— SOURCE RECORDS —
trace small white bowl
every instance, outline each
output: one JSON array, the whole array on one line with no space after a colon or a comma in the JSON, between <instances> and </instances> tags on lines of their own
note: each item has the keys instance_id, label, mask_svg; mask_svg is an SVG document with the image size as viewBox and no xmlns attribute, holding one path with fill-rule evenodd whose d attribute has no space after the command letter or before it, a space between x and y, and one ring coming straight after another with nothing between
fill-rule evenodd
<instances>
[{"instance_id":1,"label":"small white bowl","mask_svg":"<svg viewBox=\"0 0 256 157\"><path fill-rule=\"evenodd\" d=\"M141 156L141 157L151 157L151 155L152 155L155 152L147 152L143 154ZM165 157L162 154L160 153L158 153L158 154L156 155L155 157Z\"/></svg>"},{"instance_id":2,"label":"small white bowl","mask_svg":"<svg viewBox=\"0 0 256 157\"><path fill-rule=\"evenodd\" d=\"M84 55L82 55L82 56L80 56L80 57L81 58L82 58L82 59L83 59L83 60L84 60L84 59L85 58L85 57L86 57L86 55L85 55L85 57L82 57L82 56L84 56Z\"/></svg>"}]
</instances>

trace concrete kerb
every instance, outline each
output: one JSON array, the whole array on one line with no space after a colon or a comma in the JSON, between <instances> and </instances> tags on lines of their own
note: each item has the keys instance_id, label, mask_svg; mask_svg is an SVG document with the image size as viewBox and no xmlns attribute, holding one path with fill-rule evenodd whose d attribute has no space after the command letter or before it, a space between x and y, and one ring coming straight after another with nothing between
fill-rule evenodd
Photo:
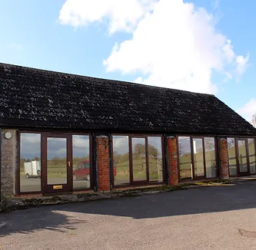
<instances>
[{"instance_id":1,"label":"concrete kerb","mask_svg":"<svg viewBox=\"0 0 256 250\"><path fill-rule=\"evenodd\" d=\"M78 194L55 195L52 196L36 196L30 198L15 197L3 199L0 203L0 212L8 212L18 209L38 207L41 206L65 204L71 202L84 202L108 199L128 198L141 195L167 192L175 190L191 188L202 188L212 186L234 184L236 182L256 181L256 176L251 177L240 177L230 179L218 179L213 181L201 181L181 183L170 186L166 185L131 188L125 190L112 190L111 192L87 192Z\"/></svg>"}]
</instances>

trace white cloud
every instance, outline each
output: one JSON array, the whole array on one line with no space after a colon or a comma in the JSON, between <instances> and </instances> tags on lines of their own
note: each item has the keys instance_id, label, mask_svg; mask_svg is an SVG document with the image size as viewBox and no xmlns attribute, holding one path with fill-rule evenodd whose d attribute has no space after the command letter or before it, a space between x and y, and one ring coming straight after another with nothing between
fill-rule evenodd
<instances>
[{"instance_id":1,"label":"white cloud","mask_svg":"<svg viewBox=\"0 0 256 250\"><path fill-rule=\"evenodd\" d=\"M237 112L250 122L251 116L256 113L256 99L251 99L243 107L237 110Z\"/></svg>"},{"instance_id":2,"label":"white cloud","mask_svg":"<svg viewBox=\"0 0 256 250\"><path fill-rule=\"evenodd\" d=\"M249 53L247 54L245 58L243 57L242 55L237 56L235 59L237 81L239 81L240 77L244 73L246 67L248 65L248 61L249 61Z\"/></svg>"},{"instance_id":3,"label":"white cloud","mask_svg":"<svg viewBox=\"0 0 256 250\"><path fill-rule=\"evenodd\" d=\"M22 48L22 44L16 42L12 42L8 44L8 47L11 49L19 51Z\"/></svg>"},{"instance_id":4,"label":"white cloud","mask_svg":"<svg viewBox=\"0 0 256 250\"><path fill-rule=\"evenodd\" d=\"M238 79L249 58L235 54L214 16L182 0L67 0L59 21L75 27L107 21L111 34L131 32L103 63L107 71L138 74L135 81L141 84L215 94L213 72L225 81L236 72Z\"/></svg>"},{"instance_id":5,"label":"white cloud","mask_svg":"<svg viewBox=\"0 0 256 250\"><path fill-rule=\"evenodd\" d=\"M156 0L67 0L58 21L74 27L109 20L109 33L131 31L138 21L153 9Z\"/></svg>"}]
</instances>

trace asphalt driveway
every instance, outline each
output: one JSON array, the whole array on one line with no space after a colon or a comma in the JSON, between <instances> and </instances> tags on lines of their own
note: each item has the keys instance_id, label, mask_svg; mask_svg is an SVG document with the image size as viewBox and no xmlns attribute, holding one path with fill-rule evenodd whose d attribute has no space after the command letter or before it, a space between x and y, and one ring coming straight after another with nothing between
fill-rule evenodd
<instances>
[{"instance_id":1,"label":"asphalt driveway","mask_svg":"<svg viewBox=\"0 0 256 250\"><path fill-rule=\"evenodd\" d=\"M0 249L256 249L256 182L0 214Z\"/></svg>"}]
</instances>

— TASK OBJECTIVE —
Print each line of the material above exactly, with the pictures removed from your copy.

— FINISHED TASK —
trace small white bowl
every instance, outline each
output: one JSON array, the whole array on one line with no space after a colon or a comma in the JSON, between <instances> and </instances> tags on lines of their own
note: each item has the keys instance_id, label, mask_svg; mask_svg is an SVG document with the image size as viewBox and no xmlns attribute, holding one path with fill-rule evenodd whose d attribute has no space after the command letter or before it, a space between x and y, and one ring coming straight after another with nothing between
fill-rule evenodd
<instances>
[{"instance_id":1,"label":"small white bowl","mask_svg":"<svg viewBox=\"0 0 256 157\"><path fill-rule=\"evenodd\" d=\"M141 156L141 157L151 157L151 155L152 155L155 152L147 152L143 154ZM165 157L162 154L160 153L158 153L158 154L156 155L155 157Z\"/></svg>"},{"instance_id":2,"label":"small white bowl","mask_svg":"<svg viewBox=\"0 0 256 157\"><path fill-rule=\"evenodd\" d=\"M84 55L82 55L82 56L80 56L80 57L81 58L82 58L82 59L83 59L83 60L84 60L84 59L85 58L85 57L86 57L86 55L85 55L85 57L82 57L82 56L84 56Z\"/></svg>"}]
</instances>

trace concrete kerb
every instance, outline each
output: one JSON array, the whole array on one line with no space after a colon or a comma in the JSON, between <instances> and </instances> tags on lines of their own
note: each item has the keys instance_id, label, mask_svg; mask_svg is an SVG document with the image size as viewBox and no xmlns attribute, holding one path with fill-rule evenodd whose d attribute has no space after the command letter or before it, a space between x and y, and one ring coming straight after another with nothing between
fill-rule evenodd
Photo:
<instances>
[{"instance_id":1,"label":"concrete kerb","mask_svg":"<svg viewBox=\"0 0 256 250\"><path fill-rule=\"evenodd\" d=\"M78 194L55 195L52 196L36 196L30 198L15 197L3 199L0 203L0 212L8 212L18 209L38 207L41 206L65 204L71 202L84 202L108 199L128 198L141 195L167 192L175 190L191 188L202 188L212 186L234 184L236 182L256 181L256 176L251 177L240 177L230 179L218 179L213 181L201 181L181 183L170 186L166 185L131 188L125 190L112 190L111 192L87 192Z\"/></svg>"}]
</instances>

trace white cloud
every instance, outline each
output: one JSON array, the whole array on one line with no space after a colon or a comma in the JSON, between <instances> and </instances> tags on lines of their own
note: each item has the keys instance_id, label, mask_svg; mask_svg is an SVG document with the image size as viewBox and no xmlns attribute, holding one path with fill-rule evenodd whose d attribute has no space after the command letter or before it, a space between x and y, and one ring coming straight after another with nothing between
fill-rule evenodd
<instances>
[{"instance_id":1,"label":"white cloud","mask_svg":"<svg viewBox=\"0 0 256 250\"><path fill-rule=\"evenodd\" d=\"M237 112L250 122L251 116L256 113L256 99L251 99L243 107L237 110Z\"/></svg>"},{"instance_id":2,"label":"white cloud","mask_svg":"<svg viewBox=\"0 0 256 250\"><path fill-rule=\"evenodd\" d=\"M249 53L247 54L245 58L243 57L242 55L237 56L235 59L237 81L239 81L240 77L244 73L246 67L248 65L248 61L249 61Z\"/></svg>"},{"instance_id":3,"label":"white cloud","mask_svg":"<svg viewBox=\"0 0 256 250\"><path fill-rule=\"evenodd\" d=\"M22 48L22 44L16 42L12 42L8 44L8 47L11 49L19 51Z\"/></svg>"},{"instance_id":4,"label":"white cloud","mask_svg":"<svg viewBox=\"0 0 256 250\"><path fill-rule=\"evenodd\" d=\"M238 79L249 58L235 54L214 16L182 0L67 0L59 21L75 27L107 21L111 34L131 32L103 63L107 71L138 74L135 81L141 84L215 94L213 72L225 81L236 72Z\"/></svg>"},{"instance_id":5,"label":"white cloud","mask_svg":"<svg viewBox=\"0 0 256 250\"><path fill-rule=\"evenodd\" d=\"M156 0L67 0L58 21L74 27L109 20L109 33L131 31L138 21L153 9Z\"/></svg>"}]
</instances>

trace asphalt driveway
every instance, outline each
output: one JSON array, the whole array on one line with no space after a colon or a comma in the JSON, between <instances> and </instances> tags on lines of their own
note: each item has the keys instance_id, label, mask_svg; mask_svg is an SVG document with the image size as viewBox and no xmlns attribute, holding one path with fill-rule evenodd whose d attribute has no space after the command letter or before it, a space between x and y, and one ring coming straight after another with nothing between
fill-rule evenodd
<instances>
[{"instance_id":1,"label":"asphalt driveway","mask_svg":"<svg viewBox=\"0 0 256 250\"><path fill-rule=\"evenodd\" d=\"M0 249L256 249L256 182L0 214Z\"/></svg>"}]
</instances>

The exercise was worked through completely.